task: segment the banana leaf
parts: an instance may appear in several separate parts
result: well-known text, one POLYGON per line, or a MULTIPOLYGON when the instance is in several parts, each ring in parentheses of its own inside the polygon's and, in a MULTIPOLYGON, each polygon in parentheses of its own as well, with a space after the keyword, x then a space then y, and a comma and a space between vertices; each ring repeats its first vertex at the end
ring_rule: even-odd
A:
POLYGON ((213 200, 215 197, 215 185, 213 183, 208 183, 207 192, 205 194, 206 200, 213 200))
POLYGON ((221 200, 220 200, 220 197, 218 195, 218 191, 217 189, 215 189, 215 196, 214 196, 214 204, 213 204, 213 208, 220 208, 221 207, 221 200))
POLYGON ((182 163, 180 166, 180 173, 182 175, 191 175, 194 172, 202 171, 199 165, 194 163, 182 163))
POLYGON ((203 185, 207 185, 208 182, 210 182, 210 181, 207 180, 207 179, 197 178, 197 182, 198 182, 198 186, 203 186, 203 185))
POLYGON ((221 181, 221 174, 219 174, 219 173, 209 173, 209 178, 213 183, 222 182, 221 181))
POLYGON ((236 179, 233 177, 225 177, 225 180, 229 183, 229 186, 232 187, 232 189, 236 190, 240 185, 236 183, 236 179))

************

## WHAT IS EXPECTED
Every record above should be output exactly.

## EXPECTED OUTPUT
task: segment the banana leaf
parts: an instance may appear in several separate parts
result: well-known text, one POLYGON per line, or a MULTIPOLYGON when the instance is in several parts, each ring in parentheses of its own inside the polygon's and, in a MULTIPOLYGON, each polygon in parentheses of its own as well, with a space after the keyword, x then a space then y, and a comma and a space between vertices; each ring repeats its first vertex at the end
ring_rule: even-odd
A:
POLYGON ((213 200, 215 197, 215 185, 213 183, 208 183, 207 192, 205 194, 206 200, 213 200))
POLYGON ((221 200, 220 200, 220 197, 218 195, 218 191, 217 189, 215 189, 215 196, 214 196, 214 204, 213 204, 213 208, 220 208, 221 207, 221 200))
POLYGON ((182 163, 180 166, 180 173, 182 175, 191 175, 194 172, 202 171, 199 165, 194 163, 182 163))
POLYGON ((203 185, 207 185, 208 182, 210 182, 210 181, 207 180, 207 179, 197 178, 197 182, 198 182, 198 186, 203 186, 203 185))
POLYGON ((221 181, 221 174, 219 174, 219 173, 209 173, 209 178, 213 183, 222 182, 221 181))
POLYGON ((236 179, 233 177, 225 177, 225 180, 229 183, 229 186, 232 187, 232 189, 236 190, 240 185, 236 183, 236 179))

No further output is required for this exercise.